(begin)

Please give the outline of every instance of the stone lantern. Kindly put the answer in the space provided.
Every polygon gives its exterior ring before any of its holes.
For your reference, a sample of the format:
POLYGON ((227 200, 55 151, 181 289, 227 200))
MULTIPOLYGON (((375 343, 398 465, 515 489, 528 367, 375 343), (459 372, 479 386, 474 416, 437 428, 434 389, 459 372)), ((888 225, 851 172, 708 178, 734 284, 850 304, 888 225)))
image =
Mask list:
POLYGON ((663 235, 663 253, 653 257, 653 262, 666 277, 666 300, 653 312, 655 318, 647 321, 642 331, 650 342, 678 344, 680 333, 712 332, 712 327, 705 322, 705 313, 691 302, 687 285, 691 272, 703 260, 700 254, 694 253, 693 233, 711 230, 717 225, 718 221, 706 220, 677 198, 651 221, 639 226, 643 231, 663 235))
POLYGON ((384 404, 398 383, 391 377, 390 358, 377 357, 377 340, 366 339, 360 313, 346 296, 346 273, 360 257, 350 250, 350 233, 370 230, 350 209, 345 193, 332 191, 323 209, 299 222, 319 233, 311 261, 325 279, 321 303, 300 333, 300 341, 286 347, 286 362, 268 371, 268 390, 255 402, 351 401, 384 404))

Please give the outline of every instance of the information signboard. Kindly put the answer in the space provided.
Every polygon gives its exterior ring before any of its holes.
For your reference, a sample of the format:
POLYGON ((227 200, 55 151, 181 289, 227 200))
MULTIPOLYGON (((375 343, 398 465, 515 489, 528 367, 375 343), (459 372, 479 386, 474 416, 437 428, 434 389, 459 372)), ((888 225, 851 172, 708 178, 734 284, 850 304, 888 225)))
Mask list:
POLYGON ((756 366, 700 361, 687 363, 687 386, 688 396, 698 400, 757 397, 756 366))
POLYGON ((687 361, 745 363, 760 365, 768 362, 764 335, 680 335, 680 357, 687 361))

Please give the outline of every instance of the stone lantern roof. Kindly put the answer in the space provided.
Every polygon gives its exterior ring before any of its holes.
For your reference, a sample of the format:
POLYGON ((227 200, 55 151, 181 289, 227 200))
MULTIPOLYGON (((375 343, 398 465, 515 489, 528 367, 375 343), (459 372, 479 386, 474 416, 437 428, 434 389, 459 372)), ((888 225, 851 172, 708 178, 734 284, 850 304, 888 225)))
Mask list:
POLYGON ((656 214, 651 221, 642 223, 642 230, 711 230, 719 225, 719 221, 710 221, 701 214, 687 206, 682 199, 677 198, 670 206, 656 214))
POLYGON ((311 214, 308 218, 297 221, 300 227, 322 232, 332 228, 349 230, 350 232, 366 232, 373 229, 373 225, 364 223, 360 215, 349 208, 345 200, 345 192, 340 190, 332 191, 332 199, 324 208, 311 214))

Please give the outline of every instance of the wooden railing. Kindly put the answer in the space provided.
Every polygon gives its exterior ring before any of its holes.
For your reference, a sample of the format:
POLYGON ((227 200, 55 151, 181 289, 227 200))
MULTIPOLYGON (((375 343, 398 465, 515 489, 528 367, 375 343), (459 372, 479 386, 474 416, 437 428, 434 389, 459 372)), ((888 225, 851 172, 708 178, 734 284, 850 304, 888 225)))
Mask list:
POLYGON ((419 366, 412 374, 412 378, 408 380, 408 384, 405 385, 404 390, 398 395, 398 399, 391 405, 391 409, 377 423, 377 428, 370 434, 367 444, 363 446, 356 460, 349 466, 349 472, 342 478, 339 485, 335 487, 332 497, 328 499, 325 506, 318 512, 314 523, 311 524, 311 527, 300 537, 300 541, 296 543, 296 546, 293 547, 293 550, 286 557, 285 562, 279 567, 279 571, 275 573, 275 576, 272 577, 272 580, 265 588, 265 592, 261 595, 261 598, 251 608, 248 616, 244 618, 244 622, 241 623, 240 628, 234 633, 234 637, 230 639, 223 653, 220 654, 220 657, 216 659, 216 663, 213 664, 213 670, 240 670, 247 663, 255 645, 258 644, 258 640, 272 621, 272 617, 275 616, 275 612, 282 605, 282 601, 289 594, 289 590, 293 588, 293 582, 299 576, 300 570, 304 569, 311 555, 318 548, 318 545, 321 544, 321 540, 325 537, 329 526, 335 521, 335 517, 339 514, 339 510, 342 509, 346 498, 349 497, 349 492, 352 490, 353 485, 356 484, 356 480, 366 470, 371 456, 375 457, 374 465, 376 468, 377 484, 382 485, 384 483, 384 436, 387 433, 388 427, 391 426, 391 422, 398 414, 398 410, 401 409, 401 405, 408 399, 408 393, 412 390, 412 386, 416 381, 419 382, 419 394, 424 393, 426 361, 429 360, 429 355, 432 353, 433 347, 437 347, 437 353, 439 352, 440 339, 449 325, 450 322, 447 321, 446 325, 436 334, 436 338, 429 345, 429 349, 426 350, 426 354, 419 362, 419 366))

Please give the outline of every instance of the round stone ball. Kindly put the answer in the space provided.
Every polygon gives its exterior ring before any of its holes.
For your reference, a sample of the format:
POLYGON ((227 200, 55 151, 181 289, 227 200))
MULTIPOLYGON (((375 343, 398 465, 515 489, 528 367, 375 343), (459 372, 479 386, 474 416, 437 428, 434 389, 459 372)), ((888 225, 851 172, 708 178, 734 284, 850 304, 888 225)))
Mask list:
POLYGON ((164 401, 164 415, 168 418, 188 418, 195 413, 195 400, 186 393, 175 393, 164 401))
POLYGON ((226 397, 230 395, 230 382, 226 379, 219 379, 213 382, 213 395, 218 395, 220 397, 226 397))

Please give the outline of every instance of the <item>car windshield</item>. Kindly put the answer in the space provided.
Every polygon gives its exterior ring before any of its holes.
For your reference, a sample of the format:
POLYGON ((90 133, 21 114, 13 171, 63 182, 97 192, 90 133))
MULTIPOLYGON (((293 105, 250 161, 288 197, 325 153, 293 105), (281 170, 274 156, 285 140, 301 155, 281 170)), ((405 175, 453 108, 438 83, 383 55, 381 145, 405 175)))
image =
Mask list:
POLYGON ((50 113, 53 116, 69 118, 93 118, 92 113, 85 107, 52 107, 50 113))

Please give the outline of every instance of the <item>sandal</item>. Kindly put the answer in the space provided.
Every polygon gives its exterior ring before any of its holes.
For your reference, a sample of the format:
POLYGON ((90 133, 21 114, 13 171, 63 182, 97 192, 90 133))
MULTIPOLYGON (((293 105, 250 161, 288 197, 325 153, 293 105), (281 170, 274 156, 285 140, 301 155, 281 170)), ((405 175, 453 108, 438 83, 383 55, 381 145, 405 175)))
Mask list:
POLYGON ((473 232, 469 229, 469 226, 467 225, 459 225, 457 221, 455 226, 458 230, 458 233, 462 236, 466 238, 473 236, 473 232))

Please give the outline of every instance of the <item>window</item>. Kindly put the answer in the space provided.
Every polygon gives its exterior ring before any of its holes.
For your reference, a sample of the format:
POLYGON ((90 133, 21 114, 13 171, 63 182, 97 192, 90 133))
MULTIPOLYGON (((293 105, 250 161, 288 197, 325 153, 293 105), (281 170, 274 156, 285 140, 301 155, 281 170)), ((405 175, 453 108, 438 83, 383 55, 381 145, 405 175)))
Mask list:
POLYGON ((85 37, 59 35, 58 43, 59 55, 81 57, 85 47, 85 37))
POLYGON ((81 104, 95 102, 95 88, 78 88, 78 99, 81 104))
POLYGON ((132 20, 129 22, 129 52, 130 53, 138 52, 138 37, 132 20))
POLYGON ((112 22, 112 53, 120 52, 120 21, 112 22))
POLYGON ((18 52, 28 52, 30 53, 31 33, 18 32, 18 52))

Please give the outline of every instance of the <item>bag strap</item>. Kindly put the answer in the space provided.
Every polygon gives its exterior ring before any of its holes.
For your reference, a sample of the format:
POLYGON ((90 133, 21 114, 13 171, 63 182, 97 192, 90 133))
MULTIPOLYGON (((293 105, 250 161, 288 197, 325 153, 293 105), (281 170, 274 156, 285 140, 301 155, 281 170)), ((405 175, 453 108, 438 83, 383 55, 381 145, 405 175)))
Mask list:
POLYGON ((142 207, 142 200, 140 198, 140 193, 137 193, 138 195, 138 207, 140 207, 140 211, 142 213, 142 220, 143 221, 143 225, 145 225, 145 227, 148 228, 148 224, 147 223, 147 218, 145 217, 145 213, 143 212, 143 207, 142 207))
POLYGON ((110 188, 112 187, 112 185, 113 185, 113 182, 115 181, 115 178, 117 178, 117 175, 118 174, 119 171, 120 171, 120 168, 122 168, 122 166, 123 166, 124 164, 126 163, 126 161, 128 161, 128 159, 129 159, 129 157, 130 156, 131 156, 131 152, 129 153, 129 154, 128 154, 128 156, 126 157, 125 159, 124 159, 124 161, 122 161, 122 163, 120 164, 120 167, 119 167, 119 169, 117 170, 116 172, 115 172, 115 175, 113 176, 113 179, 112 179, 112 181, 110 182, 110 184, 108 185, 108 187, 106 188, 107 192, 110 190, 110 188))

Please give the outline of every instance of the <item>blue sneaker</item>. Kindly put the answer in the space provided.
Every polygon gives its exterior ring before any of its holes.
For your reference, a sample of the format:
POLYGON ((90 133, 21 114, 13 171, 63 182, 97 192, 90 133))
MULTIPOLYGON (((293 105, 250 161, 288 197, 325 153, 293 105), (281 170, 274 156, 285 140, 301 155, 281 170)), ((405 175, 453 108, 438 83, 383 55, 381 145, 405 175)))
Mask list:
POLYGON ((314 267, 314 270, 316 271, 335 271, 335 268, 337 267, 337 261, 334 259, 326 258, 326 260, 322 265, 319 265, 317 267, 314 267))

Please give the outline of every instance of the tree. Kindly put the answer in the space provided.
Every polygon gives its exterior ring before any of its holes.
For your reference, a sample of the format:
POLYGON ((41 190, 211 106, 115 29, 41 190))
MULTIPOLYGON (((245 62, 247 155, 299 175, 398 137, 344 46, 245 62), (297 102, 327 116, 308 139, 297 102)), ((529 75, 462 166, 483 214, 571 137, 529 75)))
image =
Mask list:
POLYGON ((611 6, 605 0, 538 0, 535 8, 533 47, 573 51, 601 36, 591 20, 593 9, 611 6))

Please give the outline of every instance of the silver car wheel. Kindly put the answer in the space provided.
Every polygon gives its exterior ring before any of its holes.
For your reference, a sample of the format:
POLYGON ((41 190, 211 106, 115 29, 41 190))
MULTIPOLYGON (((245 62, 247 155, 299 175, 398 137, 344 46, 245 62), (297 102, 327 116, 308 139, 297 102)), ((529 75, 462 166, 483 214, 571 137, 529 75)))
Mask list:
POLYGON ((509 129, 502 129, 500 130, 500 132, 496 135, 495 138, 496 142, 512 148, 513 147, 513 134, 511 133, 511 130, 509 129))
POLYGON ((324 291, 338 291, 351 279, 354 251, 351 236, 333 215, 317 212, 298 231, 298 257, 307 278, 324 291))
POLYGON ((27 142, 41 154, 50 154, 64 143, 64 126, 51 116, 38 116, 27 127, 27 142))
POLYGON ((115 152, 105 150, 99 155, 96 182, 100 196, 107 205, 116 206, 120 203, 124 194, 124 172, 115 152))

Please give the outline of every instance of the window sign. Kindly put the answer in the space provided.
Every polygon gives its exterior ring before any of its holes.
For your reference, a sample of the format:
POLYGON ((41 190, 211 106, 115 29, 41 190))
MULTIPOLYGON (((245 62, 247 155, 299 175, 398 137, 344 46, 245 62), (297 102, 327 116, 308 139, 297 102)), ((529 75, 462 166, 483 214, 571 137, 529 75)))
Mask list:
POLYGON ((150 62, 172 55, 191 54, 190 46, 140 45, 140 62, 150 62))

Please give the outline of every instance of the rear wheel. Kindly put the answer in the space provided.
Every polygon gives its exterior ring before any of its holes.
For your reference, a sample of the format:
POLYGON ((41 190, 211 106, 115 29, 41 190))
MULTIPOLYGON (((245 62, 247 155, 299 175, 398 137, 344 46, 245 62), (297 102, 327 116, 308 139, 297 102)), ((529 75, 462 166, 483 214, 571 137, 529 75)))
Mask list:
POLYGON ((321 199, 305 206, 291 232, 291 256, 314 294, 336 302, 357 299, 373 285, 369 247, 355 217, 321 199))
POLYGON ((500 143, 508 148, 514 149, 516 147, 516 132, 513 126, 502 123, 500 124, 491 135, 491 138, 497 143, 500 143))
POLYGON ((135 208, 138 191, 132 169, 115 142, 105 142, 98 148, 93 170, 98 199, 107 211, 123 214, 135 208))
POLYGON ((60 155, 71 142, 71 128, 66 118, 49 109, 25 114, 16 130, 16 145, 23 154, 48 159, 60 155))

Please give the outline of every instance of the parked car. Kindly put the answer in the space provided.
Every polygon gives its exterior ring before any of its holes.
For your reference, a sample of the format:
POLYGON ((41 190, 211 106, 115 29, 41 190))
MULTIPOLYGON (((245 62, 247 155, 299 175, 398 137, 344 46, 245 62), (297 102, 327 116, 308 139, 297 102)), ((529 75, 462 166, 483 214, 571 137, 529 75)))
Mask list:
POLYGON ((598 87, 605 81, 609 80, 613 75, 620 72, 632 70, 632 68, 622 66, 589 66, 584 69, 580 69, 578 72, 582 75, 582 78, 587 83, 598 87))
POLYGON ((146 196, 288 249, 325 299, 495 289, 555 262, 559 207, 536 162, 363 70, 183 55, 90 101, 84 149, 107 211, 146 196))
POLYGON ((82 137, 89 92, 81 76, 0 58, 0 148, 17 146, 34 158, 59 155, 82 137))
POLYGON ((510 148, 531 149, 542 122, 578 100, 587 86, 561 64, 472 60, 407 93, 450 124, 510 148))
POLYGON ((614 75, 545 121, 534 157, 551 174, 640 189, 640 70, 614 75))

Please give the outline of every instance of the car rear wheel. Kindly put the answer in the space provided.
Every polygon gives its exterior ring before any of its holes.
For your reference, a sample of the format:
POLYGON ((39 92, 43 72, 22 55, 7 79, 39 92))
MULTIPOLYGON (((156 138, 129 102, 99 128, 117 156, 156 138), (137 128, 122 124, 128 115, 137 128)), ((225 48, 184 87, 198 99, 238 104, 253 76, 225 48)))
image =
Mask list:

(end)

Task directions
Could you repeat the lines between the one holding "Please give the outline of every instance of the <item>bag" and the one holding "POLYGON ((110 188, 112", inclusive, keeping each one unchanged?

The reply
Please give the outline of every instance of the <item>bag strap</item>. Kindly put the answer in the space provided.
Every polygon gives its exterior ring before any of its holes.
For your reference, a sample of the format:
POLYGON ((90 133, 21 114, 13 171, 63 182, 97 192, 90 133))
MULTIPOLYGON (((293 105, 250 161, 288 197, 325 153, 293 105), (281 170, 274 156, 285 140, 301 155, 281 170)), ((405 175, 453 108, 438 83, 383 55, 381 145, 405 175)))
Mask list:
POLYGON ((142 207, 142 200, 140 198, 140 193, 137 193, 138 195, 138 207, 140 207, 140 211, 142 213, 142 220, 143 221, 143 225, 145 225, 145 227, 148 228, 148 224, 147 223, 147 218, 145 217, 145 213, 143 212, 143 207, 142 207))
POLYGON ((110 188, 112 187, 112 185, 113 185, 113 182, 115 181, 115 178, 117 178, 117 175, 118 174, 119 171, 120 171, 120 168, 122 168, 122 166, 123 166, 124 164, 126 163, 126 161, 128 161, 128 159, 129 159, 129 157, 130 156, 131 156, 131 152, 129 153, 129 154, 128 154, 128 156, 126 157, 125 159, 124 159, 124 161, 122 161, 122 163, 120 164, 120 167, 119 167, 119 169, 117 170, 116 172, 115 172, 115 175, 113 176, 113 179, 112 179, 112 181, 110 182, 110 184, 108 185, 108 187, 106 188, 107 192, 110 190, 110 188))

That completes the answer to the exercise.